[Text block]

Here's an article from "Welcome to I, Cringely" who regularly appears on PBS. Some real soul-searching for investors like some of us who are stuck with losses on SGI. ------------------------------------------------------------ By the time it was clear that the 3-D graphics business was fading, the World Wide Web was supposed to take over. And true to SGI's glorious history, the company developed some of the best Web development tools around. But Web development tools, like 3-D animation tools, don't have to be run strictly on SGI boxes. There are many more Web servers than Web development systems, and the best price-performance Web servers are Intel-based, a fact that will soon come home not just for SGI, but also for Sun and Digital.
So what's to come of SGI? Well the boss, Ed McCracken, will soon be history. And the company itself will follow one of two courses. First, they have to get their profit margins up by taking cost out of the hardware. This means embracing the demon by building (or buying) Intel boxes running Windows NT. The days of SGI's custom hardware, and even its very powerful line of MIPs processors, are fading. The second course, which isn't at all in conflict with the first, is that the company will be sold. Certainly the MIPs processor business has to go, and maybe the rest of the company with it. MIPschips certainly aren't going to go away, since there is one inside every Sony PlaySPtion. And there are tons of MIPs R-10000 chips at the heart of every nonstop mainframe from Tandem Computer, too.

[Data extract]
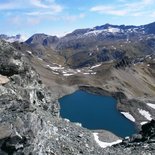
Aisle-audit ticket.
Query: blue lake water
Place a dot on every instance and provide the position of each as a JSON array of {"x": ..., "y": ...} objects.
[{"x": 95, "y": 112}]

[Work to be completed]
Please pick up the piece on SGI's future above where it stops, and continue it in the same voice.

[Result below]
Tandem is now owned by Compaq. Tandem needs MIPs processors, which means Compaq needs MIPs processors. Compaq would like to dominate the 3-D graphics market and would also like some advantage in Web development tools. Compaq can also use all the good engineers it can find. Is a pattern beginning to emerge here? Look for Compaq to take a strong run at SGI.
This business of superstrong companies acquiring weaker ones has taken a strange turn. John Chambers, CEO of Cisco Systems, says he will acquire 12-15 companies this year, not just for their products but mainly for their people. Cisco is growing so fast and good engineers have become so hard to find that it is sometimes worthwhile to buy the company, and scrap the products just to get a few good programmers. Microsoft does the samething. Try to find anywhere in Microsoft's product offerings the work of the Myhrvold brothers, whose company was acquired by Bill Gates several years ago.
SGI isn't the only company going through growing pains. Apple has them in abundance, too. This week Steve Jobs said he would stay as CEO, but only on an interim basis. A CEO search is supposed to be continuing, with the plan being to hire a new guy or gal by the end of the year. Not according to Larry Ellison, who sits on the small Apple board of directors. Larry told me three weeks ago that Steve had already decided to take the job for real. And even if he's changed his mind, there is no current CEO search underway in Cupertino. Thee's no way Apple will have a new head hincho by the end of the year.
What Apple MAY have by the end of the year is a biggish chunk of cash in exchange for the Hardware Division. Repeating the lesson learned at NeXT, Apple appears to be getting out olf the hardware manufacturing business. Though unlike NeXT, Apple isn't dropping hardware entirely, just the manufacturing of hardware. There is so much available high-quality manufacturing capacity in the Far East that Apple can make more money through contracting its manufacturing than by rolling its own. Expect several thousand Apple employees to depart with the factories when a buyer is eventually found.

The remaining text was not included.